[Records]
═══

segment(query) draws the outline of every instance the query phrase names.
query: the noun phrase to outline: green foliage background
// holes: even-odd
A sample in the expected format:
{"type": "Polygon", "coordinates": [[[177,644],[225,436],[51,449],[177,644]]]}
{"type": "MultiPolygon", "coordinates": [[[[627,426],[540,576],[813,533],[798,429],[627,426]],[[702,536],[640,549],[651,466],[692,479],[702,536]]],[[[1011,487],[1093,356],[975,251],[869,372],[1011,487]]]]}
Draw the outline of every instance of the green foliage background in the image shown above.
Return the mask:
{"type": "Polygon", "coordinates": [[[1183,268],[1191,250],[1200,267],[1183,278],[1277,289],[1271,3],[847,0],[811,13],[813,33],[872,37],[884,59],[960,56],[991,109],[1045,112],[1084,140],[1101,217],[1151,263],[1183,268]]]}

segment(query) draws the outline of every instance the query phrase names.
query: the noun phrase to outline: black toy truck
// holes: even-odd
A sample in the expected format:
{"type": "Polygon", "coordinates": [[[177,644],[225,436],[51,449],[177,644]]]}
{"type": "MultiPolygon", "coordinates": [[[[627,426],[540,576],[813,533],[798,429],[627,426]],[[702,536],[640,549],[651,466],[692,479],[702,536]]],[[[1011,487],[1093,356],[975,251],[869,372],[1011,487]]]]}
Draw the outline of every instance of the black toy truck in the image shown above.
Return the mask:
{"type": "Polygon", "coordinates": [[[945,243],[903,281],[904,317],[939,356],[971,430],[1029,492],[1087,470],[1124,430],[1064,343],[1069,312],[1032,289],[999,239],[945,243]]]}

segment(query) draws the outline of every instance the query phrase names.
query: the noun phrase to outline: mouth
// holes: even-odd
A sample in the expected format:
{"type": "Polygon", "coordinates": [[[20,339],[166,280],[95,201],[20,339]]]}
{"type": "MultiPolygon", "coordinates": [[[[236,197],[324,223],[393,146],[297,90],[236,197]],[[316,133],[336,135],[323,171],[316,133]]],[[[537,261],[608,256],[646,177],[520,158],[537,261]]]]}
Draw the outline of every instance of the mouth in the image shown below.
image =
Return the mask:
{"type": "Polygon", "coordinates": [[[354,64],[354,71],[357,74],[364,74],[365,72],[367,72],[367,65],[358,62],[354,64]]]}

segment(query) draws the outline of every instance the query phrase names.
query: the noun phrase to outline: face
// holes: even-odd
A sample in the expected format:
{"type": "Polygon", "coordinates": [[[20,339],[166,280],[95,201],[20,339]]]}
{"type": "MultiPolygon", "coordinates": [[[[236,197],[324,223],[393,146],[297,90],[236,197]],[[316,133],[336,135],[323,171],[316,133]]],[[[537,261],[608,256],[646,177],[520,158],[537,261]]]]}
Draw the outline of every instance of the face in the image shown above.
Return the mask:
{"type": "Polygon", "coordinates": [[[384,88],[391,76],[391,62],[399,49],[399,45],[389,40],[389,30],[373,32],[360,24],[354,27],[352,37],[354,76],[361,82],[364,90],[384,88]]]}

═══

▸ PROMPT
Report each line of the records above that contains the word "mouth".

▸ REPLY
query: the noun phrase to outline: mouth
Draw the outline of every instance of the mouth in the image shown below.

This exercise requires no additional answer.